### Goal of the exercise
Repeat the lines of the listing below exactly, starting at the line that contains "Find the wine" and running through the last line, both included, and only those.

━━━ Information given

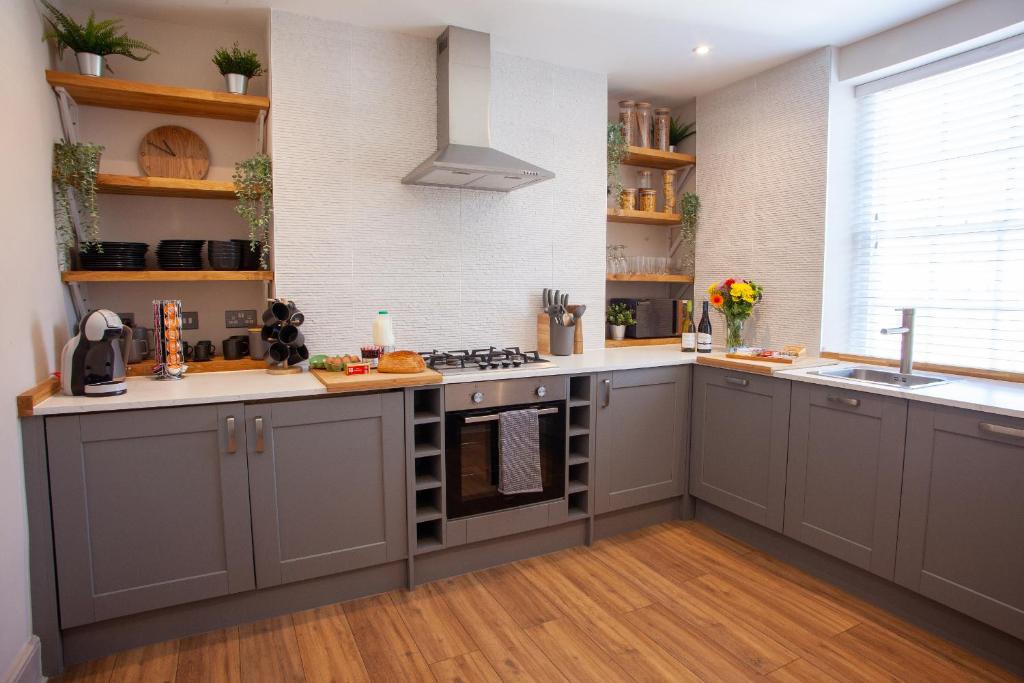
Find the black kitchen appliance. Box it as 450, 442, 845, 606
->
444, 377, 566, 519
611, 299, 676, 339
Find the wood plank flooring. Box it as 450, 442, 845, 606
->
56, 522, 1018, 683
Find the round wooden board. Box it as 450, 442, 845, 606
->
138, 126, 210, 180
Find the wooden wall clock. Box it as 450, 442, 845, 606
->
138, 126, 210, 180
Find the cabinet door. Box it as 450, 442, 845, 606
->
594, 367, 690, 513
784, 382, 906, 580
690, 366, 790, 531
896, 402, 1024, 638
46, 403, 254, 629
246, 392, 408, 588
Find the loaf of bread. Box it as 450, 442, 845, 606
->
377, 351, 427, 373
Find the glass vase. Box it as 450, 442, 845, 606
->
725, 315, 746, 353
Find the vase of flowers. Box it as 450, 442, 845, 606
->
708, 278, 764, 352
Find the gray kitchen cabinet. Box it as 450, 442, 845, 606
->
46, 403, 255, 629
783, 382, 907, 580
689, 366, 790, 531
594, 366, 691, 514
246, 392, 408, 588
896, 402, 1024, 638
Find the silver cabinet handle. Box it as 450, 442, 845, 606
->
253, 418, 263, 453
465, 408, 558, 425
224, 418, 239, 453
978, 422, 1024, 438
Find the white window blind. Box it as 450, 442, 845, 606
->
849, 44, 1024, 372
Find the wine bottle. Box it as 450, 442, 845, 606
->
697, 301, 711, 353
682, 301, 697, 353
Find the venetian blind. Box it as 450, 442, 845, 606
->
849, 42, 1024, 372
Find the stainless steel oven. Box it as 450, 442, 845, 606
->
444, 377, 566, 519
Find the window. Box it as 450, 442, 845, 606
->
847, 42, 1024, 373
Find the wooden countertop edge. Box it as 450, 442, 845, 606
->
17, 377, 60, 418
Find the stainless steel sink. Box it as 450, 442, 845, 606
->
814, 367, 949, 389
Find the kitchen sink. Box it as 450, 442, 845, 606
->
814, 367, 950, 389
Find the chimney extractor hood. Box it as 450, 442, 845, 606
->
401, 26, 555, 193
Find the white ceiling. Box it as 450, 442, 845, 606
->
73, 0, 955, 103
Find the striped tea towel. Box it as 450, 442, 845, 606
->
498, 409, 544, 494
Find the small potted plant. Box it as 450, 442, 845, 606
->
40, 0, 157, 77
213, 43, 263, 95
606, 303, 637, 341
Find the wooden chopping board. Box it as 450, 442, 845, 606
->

━━━━━━

### Task solution
Find the wine bottle. Box it as 450, 442, 845, 606
->
697, 301, 711, 353
682, 301, 697, 353
Find the venetian blind. Box it as 450, 442, 845, 606
->
849, 42, 1024, 372
Find the stainless steel oven. Box it as 450, 442, 845, 606
->
444, 377, 566, 519
Find the window. Box it as 450, 442, 845, 606
->
847, 42, 1024, 373
Find the wooden countertop edge. Box it as 450, 442, 845, 606
->
17, 377, 60, 418
Find the stainless steel sink. Box it as 450, 442, 845, 606
->
814, 367, 949, 389
Find the kitchen sink. Box it as 450, 442, 845, 606
->
814, 367, 950, 389
Find the chimney extractor hood. Box it as 450, 442, 845, 606
->
401, 26, 555, 193
Find the white ceiling. Box it as 450, 442, 845, 606
->
73, 0, 955, 103
Find the striped tea towel. Box it as 450, 442, 845, 606
->
498, 409, 544, 494
Find the small potted plant. Box it as 450, 442, 845, 606
->
40, 0, 157, 77
213, 43, 263, 95
606, 303, 637, 341
Find the wooden chopping board. Box it as 450, 442, 845, 606
->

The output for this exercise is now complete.